**Texte fourni**.
────────────────────

10Il est intéressant de réfléchir un instant aux incidences qu’a cette « argumentation par la définition » en termes d’ethos. Il faut ici aller au-delà de ce que Camus dit explicitement de lui-même, et dépasser les qualités qu’il s’auto-attribue dans le contenu de son discours (le « réalisme », en l’occurrence). Essayons de dépasser le registre de l’ethos « dit » (ou « déclaratif », selon l’expression de Plantin). On sait en effet que la plupart des théoriciens soutiennent que l’ethos appartient moins au registre du « dire » (les propriétés que le locuteur s’auto-attribue explicitement dans le contenu du discours) qu’à celui du « montrer » (les propriétés que le locuteur se « confèr[e] implicitement à travers [sa] manière de dire », ici d’argumenter, selon l’expression de Maingueneau11). Quels sont les gains potentiels de la stratégie argumentative décrite pour l’image de soi du locuteur ? En prenant la peine de s’arrêter sur les mots, de les définir ou, à tout le moins, de réfléchir aux conditions de leur emploi, Camus apparaît ici sous une double figure, celle du dénonciateur et celle du restaurateur (au sens de « celui qui rétablit une chose (en l’occurrence un mot) dans sa forme première »). Dénonciateur, car Camus vise un discours autre, présenté comme un faux-semblant : les mots y sont, selon l’expression d’Angenot,« vidé[s] de [leur] sens par l’effet d’une imposture »12. Le locuteur se pare ici d’une clairvoyance qui lui permet d’aller au-delà des apparences et de « traverser » un discours autre qui, dans la mesure où les mots y sont « pervertis » (c’est l’expression même de Camus), « fait écran » à une juste compréhension des choses. Restaurateur, carface à cette imposture langagière, le locuteur se propose de rétablir le « vrai » sens des mots, et de rendre ceux-ci à leur « véracité originelle »13. Il faut bien noter que cette opération de rétablissement du sens des mots ne se présente pas comme une démarche autoritaire, lors de laquelle le locuteur prétendrait disposer des mots comme bon lui semble, et les redéfinirait à discrétion, à la manière d’un Démiurge : Camus montre ici plutôt une forme de respect pour le langage en tant que code commun, en tant que condition de l’intercompréhension, et pour des significations largement acceptées – une forme de respect pour un certain « bon sens » que ses adversaires piétinent allégrement en opérant une véritable torsion du langage.

────────────────────

**Consignes à traiter**.
[1] Reformulez de manière plus concise le paragraphe de l'extrait sur l'ethos qui commence par « Il est intéressant de réfléchir un instant », en conservant ses idées principales.
[2] Prolongez l'extrait sur l'ethos à partir de sa dernière phrase.
La liste qui suit provient d'une source distincte de l'extrait sur l'ethos.

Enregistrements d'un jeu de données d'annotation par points
────────────────────

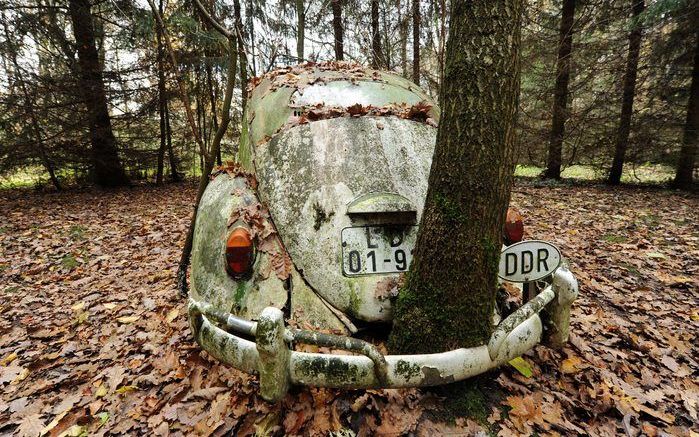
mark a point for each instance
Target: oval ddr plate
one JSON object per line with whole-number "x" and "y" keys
{"x": 528, "y": 261}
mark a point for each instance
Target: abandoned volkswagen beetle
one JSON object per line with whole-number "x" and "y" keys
{"x": 304, "y": 240}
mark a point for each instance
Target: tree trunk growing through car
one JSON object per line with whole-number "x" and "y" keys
{"x": 448, "y": 296}
{"x": 416, "y": 41}
{"x": 560, "y": 97}
{"x": 108, "y": 171}
{"x": 337, "y": 30}
{"x": 376, "y": 52}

────────────────────

**Réponses par consigne**.
[1] Cette « argumentation par la définition » a des incidences sur l'ethos. Il faut les examiner au-delà de l'ethos « dit », c'est-à-dire au-delà des qualités que Camus s'attribue explicitement, comme le « réalisme ». Selon la plupart des théoriciens, l'ethos relève en effet moins du « dire » que du « montrer ». Il désigne alors ce que le locuteur se confère implicitement par sa manière d'argumenter, selon l'expression de Maingueneau. En s'arrêtant sur les mots pour les définir ou pour réfléchir à leur emploi, Camus apparaît sous une double figure. En dénonciateur, il vise un discours autre, présenté comme un faux-semblant où les mots sont « pervertis » et vidés de leur sens. Il se montre ainsi assez clairvoyant pour dépasser les apparences. En restaurateur, il entend rendre aux mots leur « vrai » sens. Cette démarche n'a rien d'autoritaire : elle témoigne d'un respect pour le langage comme code commun et condition de l'intercompréhension. Elle respecte aussi un certain « bon sens » que ses adversaires piétinent.

[2]
L’argumentation par analogie : marxisme, religion et colonialisme
11Le deuxième extrait14 fait usage d’un schème argumentatif que l’on trouve en bonne place dans toutes les typologies – l’argumentation par analogie :
III. Les marxistes et ceux qui les suivent pensent aussi être des humanistes. Mais pour eux la nature humaine sera constituée dans la société sans classes de l’avenir.
Cela prouve d’abord qu’ils refusent dès aujourd’hui ce que nous sommes tous : ces humanistes sont des accusateurs de l’homme. Qui s’étonnerait qu’une pareille prétention ait pu dévier dans l’univers des procès ? Ils refusent l’homme qui est au nom de celui qui sera. Cette prétention est de nature religieuse. Pourquoi serait-elle plus justifiée que celle qui annonce le royaume des cieux à venir ? En réalité, la fin de l’histoire ne peut avoir, dans les limites de notre condition, aucun sens définissable. Elle ne peut être que l’objet d’une foi et d’une nouvelle mystification. Mystification qui aujourd’hui n’est pas moindre que celle qui, jadis, fondait l’oppression colonialiste sur la nécessité de sauver les âmes des infidèles.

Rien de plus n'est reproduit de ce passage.